— BEGIN Rows —

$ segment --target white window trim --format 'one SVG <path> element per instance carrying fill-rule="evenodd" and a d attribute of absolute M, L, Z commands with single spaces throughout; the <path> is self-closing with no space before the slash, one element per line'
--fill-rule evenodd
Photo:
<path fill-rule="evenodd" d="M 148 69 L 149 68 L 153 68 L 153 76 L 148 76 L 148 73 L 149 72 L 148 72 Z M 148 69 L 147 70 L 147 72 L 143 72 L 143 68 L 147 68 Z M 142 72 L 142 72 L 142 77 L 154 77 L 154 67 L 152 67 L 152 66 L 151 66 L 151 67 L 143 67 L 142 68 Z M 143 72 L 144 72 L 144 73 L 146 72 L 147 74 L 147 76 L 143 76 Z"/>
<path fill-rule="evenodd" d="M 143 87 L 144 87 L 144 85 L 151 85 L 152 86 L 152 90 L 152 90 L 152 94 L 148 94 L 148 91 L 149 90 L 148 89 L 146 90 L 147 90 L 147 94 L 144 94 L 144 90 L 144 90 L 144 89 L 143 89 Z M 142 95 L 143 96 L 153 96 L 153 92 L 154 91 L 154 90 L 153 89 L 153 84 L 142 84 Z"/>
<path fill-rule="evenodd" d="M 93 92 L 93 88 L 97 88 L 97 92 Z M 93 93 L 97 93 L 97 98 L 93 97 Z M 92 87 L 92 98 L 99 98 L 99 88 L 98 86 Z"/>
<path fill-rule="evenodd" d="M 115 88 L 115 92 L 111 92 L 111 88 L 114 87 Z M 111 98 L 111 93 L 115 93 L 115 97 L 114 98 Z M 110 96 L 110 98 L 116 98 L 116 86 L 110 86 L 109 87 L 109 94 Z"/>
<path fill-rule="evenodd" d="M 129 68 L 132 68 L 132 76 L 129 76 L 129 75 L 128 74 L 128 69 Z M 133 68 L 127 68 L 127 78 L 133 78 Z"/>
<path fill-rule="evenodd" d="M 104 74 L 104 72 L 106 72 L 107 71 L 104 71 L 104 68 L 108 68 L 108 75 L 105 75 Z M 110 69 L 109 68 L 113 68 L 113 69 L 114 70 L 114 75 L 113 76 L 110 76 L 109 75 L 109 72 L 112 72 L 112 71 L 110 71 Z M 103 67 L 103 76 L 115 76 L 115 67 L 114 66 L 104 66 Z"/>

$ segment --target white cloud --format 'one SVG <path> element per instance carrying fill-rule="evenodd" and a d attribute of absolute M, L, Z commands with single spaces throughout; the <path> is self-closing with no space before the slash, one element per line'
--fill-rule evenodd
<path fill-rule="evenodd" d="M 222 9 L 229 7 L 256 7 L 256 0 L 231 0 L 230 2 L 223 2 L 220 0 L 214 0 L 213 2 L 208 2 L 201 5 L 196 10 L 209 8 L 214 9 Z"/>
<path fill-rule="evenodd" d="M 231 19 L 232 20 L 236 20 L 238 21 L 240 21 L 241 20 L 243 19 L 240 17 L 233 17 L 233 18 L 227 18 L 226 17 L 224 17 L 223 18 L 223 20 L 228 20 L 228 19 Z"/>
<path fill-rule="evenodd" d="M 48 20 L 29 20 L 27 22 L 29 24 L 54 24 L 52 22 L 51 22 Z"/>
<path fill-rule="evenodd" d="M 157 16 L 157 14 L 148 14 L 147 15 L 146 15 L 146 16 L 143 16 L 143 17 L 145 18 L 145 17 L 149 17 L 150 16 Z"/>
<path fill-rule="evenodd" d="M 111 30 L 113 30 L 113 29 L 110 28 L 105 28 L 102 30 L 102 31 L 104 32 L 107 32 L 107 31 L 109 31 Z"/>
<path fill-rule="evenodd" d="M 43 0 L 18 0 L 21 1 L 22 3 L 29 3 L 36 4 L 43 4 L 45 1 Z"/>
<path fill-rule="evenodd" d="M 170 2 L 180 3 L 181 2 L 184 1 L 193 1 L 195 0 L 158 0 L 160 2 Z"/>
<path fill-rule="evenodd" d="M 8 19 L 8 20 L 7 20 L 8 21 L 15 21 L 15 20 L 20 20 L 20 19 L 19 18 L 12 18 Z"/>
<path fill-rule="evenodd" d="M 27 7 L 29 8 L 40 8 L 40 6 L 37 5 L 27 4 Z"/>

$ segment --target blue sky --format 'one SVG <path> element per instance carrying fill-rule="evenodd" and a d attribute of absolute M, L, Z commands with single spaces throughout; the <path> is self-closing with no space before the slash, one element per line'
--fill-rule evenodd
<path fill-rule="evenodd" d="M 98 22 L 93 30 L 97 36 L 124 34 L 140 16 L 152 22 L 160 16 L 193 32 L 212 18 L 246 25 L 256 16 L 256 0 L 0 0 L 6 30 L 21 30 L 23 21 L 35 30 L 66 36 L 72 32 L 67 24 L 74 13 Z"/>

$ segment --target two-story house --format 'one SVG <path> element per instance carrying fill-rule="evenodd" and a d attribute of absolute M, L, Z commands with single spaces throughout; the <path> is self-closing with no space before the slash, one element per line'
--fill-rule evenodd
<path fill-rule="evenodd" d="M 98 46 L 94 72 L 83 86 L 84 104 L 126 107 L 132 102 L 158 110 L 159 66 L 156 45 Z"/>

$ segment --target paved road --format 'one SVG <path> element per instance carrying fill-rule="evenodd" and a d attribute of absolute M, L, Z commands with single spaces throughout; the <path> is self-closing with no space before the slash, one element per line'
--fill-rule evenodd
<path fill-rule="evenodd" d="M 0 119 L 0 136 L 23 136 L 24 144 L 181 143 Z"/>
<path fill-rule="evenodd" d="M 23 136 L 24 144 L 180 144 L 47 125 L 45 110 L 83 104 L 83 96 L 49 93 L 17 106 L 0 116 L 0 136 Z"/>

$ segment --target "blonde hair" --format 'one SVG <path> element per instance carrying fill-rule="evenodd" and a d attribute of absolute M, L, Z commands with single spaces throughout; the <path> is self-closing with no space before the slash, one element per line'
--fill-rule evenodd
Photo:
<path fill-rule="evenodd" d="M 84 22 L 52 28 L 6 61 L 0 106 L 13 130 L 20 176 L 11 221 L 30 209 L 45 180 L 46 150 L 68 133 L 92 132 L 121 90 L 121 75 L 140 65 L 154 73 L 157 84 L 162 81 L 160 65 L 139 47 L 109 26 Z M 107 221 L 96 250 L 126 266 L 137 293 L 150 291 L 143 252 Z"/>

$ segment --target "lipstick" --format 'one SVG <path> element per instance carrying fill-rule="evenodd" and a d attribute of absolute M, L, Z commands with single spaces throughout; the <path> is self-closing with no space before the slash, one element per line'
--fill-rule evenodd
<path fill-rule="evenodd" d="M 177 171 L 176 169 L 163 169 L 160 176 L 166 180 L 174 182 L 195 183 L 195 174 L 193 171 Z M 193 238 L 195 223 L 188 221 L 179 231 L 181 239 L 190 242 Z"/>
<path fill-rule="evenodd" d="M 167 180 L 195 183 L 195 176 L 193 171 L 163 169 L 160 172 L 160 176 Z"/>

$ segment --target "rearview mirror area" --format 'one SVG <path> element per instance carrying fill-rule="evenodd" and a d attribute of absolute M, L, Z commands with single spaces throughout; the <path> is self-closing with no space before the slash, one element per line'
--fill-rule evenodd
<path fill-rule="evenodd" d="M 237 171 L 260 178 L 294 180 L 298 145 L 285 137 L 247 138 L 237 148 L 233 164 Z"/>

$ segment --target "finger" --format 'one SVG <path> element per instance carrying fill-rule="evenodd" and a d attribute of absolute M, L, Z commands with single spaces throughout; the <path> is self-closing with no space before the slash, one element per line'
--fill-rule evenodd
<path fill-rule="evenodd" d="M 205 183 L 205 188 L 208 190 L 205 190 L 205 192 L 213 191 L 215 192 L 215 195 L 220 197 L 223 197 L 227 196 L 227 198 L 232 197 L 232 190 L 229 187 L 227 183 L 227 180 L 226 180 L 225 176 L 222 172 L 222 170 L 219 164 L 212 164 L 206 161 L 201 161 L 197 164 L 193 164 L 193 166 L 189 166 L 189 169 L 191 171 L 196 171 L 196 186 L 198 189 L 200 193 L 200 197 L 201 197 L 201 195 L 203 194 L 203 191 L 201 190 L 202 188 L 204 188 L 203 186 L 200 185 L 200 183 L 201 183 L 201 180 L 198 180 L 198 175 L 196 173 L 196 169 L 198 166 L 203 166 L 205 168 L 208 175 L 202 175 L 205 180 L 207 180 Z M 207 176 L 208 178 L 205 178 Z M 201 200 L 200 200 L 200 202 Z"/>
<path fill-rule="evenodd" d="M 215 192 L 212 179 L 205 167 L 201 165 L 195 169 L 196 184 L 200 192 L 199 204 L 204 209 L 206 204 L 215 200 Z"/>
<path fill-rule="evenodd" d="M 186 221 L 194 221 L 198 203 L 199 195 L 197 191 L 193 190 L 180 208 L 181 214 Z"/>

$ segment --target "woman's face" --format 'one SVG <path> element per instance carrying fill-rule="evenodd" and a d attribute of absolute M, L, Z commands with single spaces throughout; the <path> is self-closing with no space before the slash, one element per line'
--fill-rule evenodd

— END Rows —

Work to do: Can you copy, character for character, everything from the first line of the rows through the line holding "129 68 L 132", inclusive?

Solution for this problem:
$ segment --target white window trim --format 'one SVG <path> element per instance carrying fill-rule="evenodd" and a d attribute of absolute M, L, Z commands with single spaces throughout; the <path> is self-closing with no space before the slash, one element per line'
--fill-rule evenodd
Photo:
<path fill-rule="evenodd" d="M 148 69 L 149 68 L 153 68 L 153 76 L 148 76 L 148 73 L 149 72 L 148 72 Z M 148 69 L 147 70 L 147 72 L 143 72 L 143 68 L 147 68 Z M 142 72 L 142 72 L 142 77 L 154 77 L 154 67 L 152 67 L 152 66 L 151 66 L 151 67 L 143 67 L 142 68 Z M 143 72 L 144 72 L 144 73 L 146 72 L 147 74 L 147 76 L 143 76 Z"/>
<path fill-rule="evenodd" d="M 143 87 L 144 87 L 144 85 L 151 85 L 152 86 L 152 90 L 152 90 L 152 94 L 148 94 L 148 91 L 149 90 L 148 89 L 146 90 L 147 90 L 147 94 L 144 94 L 144 90 L 144 90 L 144 89 L 143 89 Z M 142 95 L 143 96 L 153 96 L 153 92 L 154 91 L 154 90 L 153 89 L 153 84 L 142 84 Z"/>
<path fill-rule="evenodd" d="M 93 92 L 93 88 L 97 88 L 97 92 Z M 93 93 L 97 93 L 97 98 L 93 97 Z M 92 87 L 92 98 L 99 98 L 99 88 L 98 86 Z"/>
<path fill-rule="evenodd" d="M 115 88 L 115 92 L 111 92 L 111 88 L 114 87 Z M 111 98 L 111 93 L 115 93 L 115 97 L 114 98 Z M 110 96 L 110 98 L 116 98 L 116 86 L 110 86 L 109 87 L 109 94 Z"/>
<path fill-rule="evenodd" d="M 129 68 L 132 68 L 132 76 L 129 76 L 129 75 L 128 74 L 128 69 Z M 133 68 L 127 68 L 127 78 L 133 78 Z"/>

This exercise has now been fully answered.